(Required action)
Within the material below, filter for lines that hold the word "side".

(Task input)

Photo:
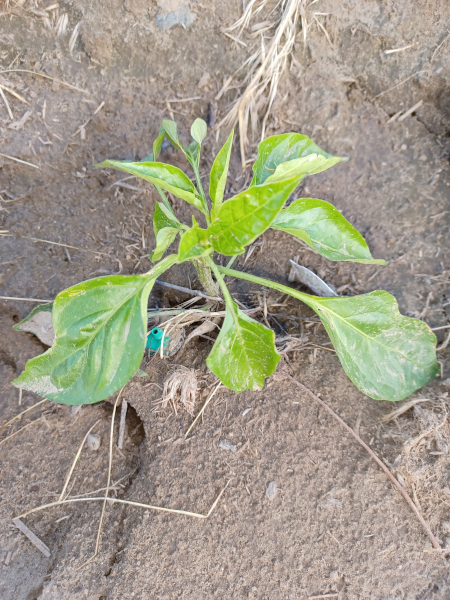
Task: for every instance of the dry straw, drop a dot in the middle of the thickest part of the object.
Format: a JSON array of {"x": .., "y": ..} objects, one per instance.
[{"x": 265, "y": 67}]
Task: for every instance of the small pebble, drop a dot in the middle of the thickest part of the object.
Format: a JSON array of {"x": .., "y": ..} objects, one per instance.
[
  {"x": 93, "y": 441},
  {"x": 226, "y": 445},
  {"x": 271, "y": 490}
]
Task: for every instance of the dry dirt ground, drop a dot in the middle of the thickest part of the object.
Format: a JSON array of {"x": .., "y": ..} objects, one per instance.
[{"x": 336, "y": 527}]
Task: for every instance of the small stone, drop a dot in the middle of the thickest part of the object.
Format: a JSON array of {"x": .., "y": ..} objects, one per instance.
[
  {"x": 228, "y": 446},
  {"x": 93, "y": 441},
  {"x": 271, "y": 490}
]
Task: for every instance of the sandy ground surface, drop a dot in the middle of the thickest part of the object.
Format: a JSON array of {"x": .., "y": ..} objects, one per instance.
[{"x": 336, "y": 525}]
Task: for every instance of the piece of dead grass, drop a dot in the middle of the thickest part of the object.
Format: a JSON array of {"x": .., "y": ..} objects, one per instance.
[{"x": 180, "y": 388}]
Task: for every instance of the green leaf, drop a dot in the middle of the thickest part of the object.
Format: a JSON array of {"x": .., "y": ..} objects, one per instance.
[
  {"x": 167, "y": 177},
  {"x": 170, "y": 128},
  {"x": 219, "y": 173},
  {"x": 245, "y": 217},
  {"x": 199, "y": 130},
  {"x": 194, "y": 243},
  {"x": 386, "y": 355},
  {"x": 244, "y": 353},
  {"x": 163, "y": 218},
  {"x": 306, "y": 165},
  {"x": 164, "y": 238},
  {"x": 101, "y": 329},
  {"x": 278, "y": 149},
  {"x": 323, "y": 228}
]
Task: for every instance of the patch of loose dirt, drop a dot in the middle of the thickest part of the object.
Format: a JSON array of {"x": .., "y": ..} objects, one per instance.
[{"x": 335, "y": 525}]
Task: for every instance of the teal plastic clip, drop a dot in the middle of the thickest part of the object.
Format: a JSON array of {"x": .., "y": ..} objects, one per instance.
[{"x": 154, "y": 340}]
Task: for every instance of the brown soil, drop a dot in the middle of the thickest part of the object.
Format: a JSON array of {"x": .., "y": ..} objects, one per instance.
[{"x": 336, "y": 524}]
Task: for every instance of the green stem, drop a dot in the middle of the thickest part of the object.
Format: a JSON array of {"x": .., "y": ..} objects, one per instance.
[
  {"x": 311, "y": 301},
  {"x": 165, "y": 200},
  {"x": 202, "y": 193},
  {"x": 226, "y": 294},
  {"x": 162, "y": 266},
  {"x": 204, "y": 274}
]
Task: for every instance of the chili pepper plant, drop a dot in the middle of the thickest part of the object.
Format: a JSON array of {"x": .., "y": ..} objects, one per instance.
[{"x": 100, "y": 325}]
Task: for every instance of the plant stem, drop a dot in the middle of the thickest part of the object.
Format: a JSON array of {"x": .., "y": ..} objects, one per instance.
[
  {"x": 202, "y": 193},
  {"x": 205, "y": 275},
  {"x": 306, "y": 298},
  {"x": 165, "y": 200},
  {"x": 220, "y": 281}
]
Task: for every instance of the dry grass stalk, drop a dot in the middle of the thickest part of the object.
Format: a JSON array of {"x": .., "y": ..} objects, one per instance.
[
  {"x": 394, "y": 481},
  {"x": 402, "y": 409},
  {"x": 129, "y": 503},
  {"x": 261, "y": 90},
  {"x": 264, "y": 68},
  {"x": 180, "y": 387},
  {"x": 8, "y": 108},
  {"x": 75, "y": 460}
]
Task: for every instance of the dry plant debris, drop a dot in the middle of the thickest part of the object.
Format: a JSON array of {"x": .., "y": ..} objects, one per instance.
[
  {"x": 180, "y": 388},
  {"x": 265, "y": 67}
]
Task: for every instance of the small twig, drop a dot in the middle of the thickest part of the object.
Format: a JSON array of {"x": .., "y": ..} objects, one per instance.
[
  {"x": 23, "y": 162},
  {"x": 69, "y": 85},
  {"x": 130, "y": 503},
  {"x": 75, "y": 460},
  {"x": 32, "y": 537},
  {"x": 440, "y": 46},
  {"x": 183, "y": 99},
  {"x": 63, "y": 245},
  {"x": 394, "y": 50},
  {"x": 108, "y": 483},
  {"x": 5, "y": 100},
  {"x": 203, "y": 408},
  {"x": 123, "y": 417},
  {"x": 23, "y": 412},
  {"x": 18, "y": 431},
  {"x": 399, "y": 487},
  {"x": 15, "y": 94}
]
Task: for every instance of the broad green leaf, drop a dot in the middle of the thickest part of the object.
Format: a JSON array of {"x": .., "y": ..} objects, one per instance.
[
  {"x": 164, "y": 238},
  {"x": 167, "y": 177},
  {"x": 244, "y": 353},
  {"x": 163, "y": 218},
  {"x": 100, "y": 327},
  {"x": 219, "y": 173},
  {"x": 199, "y": 130},
  {"x": 245, "y": 217},
  {"x": 323, "y": 228},
  {"x": 306, "y": 165},
  {"x": 386, "y": 355},
  {"x": 194, "y": 243},
  {"x": 278, "y": 149}
]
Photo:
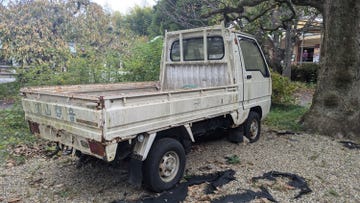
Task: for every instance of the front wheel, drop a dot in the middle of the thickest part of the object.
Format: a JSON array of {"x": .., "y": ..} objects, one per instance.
[
  {"x": 252, "y": 127},
  {"x": 165, "y": 164}
]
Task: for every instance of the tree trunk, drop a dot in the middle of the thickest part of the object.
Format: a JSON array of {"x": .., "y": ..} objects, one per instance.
[
  {"x": 288, "y": 52},
  {"x": 336, "y": 104}
]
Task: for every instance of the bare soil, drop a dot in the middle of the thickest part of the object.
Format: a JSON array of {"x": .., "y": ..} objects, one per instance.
[{"x": 331, "y": 170}]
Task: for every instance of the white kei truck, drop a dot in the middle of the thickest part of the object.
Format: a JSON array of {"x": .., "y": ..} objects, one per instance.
[{"x": 210, "y": 78}]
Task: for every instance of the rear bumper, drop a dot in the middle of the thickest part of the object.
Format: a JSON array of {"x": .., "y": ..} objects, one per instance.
[{"x": 101, "y": 150}]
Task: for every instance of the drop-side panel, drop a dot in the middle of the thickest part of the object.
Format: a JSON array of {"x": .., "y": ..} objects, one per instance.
[
  {"x": 130, "y": 116},
  {"x": 59, "y": 119}
]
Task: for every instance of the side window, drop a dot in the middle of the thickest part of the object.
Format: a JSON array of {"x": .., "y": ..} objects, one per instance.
[
  {"x": 252, "y": 56},
  {"x": 175, "y": 51},
  {"x": 215, "y": 48},
  {"x": 194, "y": 49}
]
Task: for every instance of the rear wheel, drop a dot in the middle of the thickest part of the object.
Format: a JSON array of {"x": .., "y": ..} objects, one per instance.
[
  {"x": 165, "y": 164},
  {"x": 252, "y": 127}
]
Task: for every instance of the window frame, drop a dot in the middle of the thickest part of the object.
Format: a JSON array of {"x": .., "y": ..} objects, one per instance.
[
  {"x": 177, "y": 42},
  {"x": 254, "y": 42}
]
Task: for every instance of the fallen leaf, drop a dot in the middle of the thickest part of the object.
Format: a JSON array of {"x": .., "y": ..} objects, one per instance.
[{"x": 14, "y": 200}]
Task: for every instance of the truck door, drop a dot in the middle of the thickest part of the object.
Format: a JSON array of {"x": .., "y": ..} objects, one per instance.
[{"x": 257, "y": 81}]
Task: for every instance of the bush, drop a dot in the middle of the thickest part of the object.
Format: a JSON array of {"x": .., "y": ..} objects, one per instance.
[
  {"x": 306, "y": 72},
  {"x": 283, "y": 89}
]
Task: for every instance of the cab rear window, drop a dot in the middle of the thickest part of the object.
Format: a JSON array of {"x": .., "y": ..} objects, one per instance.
[{"x": 193, "y": 49}]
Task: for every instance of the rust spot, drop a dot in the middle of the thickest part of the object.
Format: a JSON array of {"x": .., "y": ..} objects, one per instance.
[
  {"x": 34, "y": 127},
  {"x": 97, "y": 148},
  {"x": 87, "y": 122}
]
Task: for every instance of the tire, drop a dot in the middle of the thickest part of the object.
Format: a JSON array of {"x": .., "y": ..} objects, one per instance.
[
  {"x": 252, "y": 127},
  {"x": 165, "y": 164}
]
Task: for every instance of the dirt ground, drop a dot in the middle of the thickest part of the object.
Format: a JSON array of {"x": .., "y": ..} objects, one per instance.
[{"x": 331, "y": 170}]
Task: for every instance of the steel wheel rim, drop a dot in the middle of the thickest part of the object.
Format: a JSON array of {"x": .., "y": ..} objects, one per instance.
[
  {"x": 169, "y": 166},
  {"x": 254, "y": 129}
]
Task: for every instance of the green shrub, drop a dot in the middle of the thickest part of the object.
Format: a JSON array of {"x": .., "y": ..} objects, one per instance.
[
  {"x": 14, "y": 131},
  {"x": 307, "y": 72},
  {"x": 282, "y": 89}
]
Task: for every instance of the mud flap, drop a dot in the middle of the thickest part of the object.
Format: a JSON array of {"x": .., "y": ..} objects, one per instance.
[{"x": 135, "y": 172}]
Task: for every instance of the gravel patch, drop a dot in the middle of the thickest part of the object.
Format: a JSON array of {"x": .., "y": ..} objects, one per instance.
[{"x": 331, "y": 170}]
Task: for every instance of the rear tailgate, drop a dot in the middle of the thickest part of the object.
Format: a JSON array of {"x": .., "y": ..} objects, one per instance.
[{"x": 70, "y": 121}]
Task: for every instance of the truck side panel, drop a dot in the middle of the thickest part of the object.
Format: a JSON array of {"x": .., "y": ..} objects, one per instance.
[{"x": 170, "y": 109}]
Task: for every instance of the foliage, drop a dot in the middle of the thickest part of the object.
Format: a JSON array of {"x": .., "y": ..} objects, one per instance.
[
  {"x": 138, "y": 20},
  {"x": 285, "y": 117},
  {"x": 143, "y": 63},
  {"x": 63, "y": 42},
  {"x": 9, "y": 91},
  {"x": 283, "y": 89},
  {"x": 173, "y": 15},
  {"x": 13, "y": 131},
  {"x": 307, "y": 72}
]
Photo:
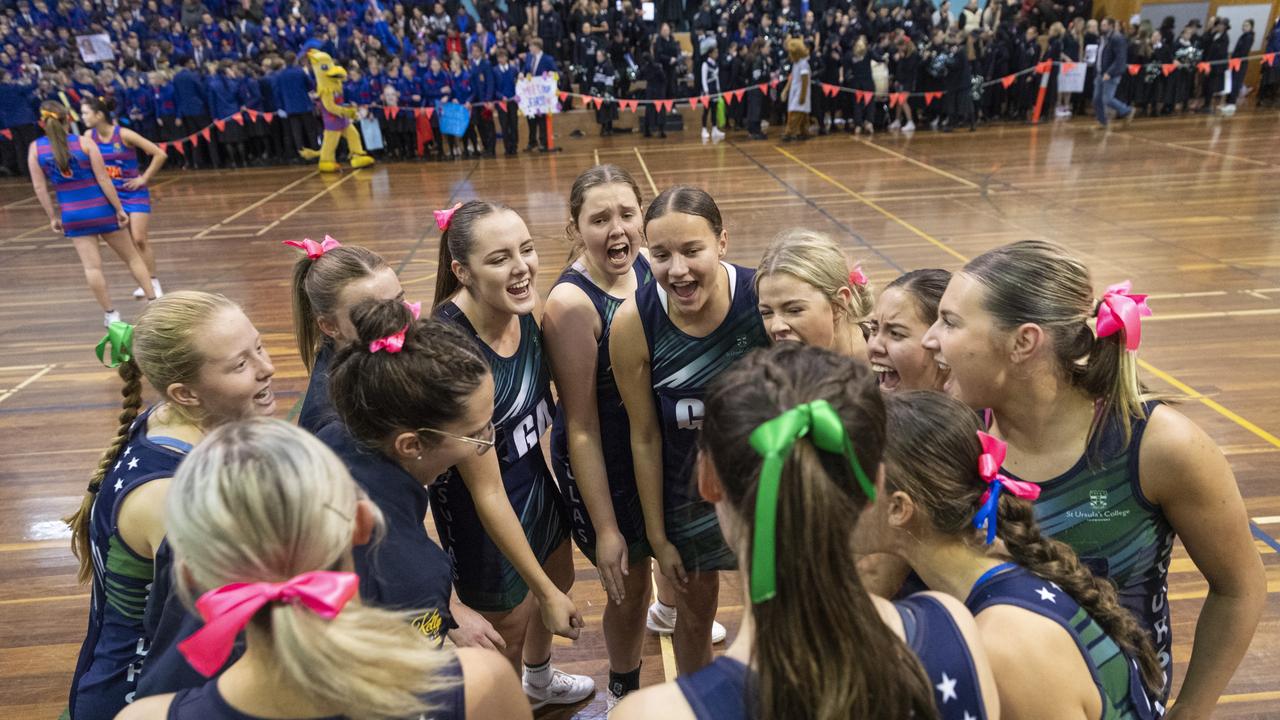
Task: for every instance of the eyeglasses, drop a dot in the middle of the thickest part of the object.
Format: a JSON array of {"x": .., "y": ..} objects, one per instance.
[{"x": 483, "y": 441}]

(Answer)
Task: for every instance of the drop-side panel, drop a dot in the middle of the thickest part of the object.
Task: for every instance of the side window, drop a dot in the middle of the thickest part of the object.
Task: for every instance of the truck side panel, drop a dot in the middle of the thickest part of the object.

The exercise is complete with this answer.